Work required:
Which lines in the entries below contain the string "target"? Find them and copy each one in full. Case counts.

Entries supplied:

◇ ◇ ◇

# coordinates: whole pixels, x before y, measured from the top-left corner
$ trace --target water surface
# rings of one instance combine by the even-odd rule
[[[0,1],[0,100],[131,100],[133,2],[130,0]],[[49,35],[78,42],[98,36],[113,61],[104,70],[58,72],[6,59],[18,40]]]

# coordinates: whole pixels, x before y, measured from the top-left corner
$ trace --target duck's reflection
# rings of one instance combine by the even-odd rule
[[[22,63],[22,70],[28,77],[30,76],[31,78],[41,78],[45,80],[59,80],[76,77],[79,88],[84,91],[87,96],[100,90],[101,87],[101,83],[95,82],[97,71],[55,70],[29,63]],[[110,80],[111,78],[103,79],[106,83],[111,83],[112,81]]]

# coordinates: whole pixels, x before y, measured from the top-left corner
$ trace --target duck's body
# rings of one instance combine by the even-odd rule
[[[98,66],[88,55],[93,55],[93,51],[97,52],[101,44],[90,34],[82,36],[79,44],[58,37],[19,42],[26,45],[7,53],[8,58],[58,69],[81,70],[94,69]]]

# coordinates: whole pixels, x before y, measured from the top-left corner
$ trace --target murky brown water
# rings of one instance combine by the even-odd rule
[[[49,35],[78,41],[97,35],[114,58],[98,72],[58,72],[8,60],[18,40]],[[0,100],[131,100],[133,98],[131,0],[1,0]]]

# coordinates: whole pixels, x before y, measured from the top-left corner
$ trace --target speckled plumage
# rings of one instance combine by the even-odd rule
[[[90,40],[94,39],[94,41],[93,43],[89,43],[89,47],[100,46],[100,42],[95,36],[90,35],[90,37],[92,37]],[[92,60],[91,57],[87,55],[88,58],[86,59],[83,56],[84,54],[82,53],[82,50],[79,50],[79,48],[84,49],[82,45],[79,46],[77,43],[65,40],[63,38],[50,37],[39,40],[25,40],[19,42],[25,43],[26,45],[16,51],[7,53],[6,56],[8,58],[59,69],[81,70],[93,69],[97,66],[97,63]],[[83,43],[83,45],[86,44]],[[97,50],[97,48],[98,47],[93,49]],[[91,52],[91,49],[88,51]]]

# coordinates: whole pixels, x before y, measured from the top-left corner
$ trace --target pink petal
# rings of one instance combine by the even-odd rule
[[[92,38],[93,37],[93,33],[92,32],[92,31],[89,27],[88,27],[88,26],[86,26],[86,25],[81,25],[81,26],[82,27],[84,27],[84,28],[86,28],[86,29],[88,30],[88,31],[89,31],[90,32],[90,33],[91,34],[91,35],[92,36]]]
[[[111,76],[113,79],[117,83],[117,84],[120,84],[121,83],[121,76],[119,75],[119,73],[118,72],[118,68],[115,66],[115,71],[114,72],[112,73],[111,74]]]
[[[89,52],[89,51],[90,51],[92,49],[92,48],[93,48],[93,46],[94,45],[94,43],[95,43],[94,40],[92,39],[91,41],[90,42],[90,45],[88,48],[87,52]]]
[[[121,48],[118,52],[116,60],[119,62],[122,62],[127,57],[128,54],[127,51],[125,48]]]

◇ ◇ ◇

Completed exercise:
$ trace --target water surface
$ trace --target duck's reflection
$ trace --target duck's body
$ trace --target murky brown water
$ trace --target speckled plumage
$ trace --target pink petal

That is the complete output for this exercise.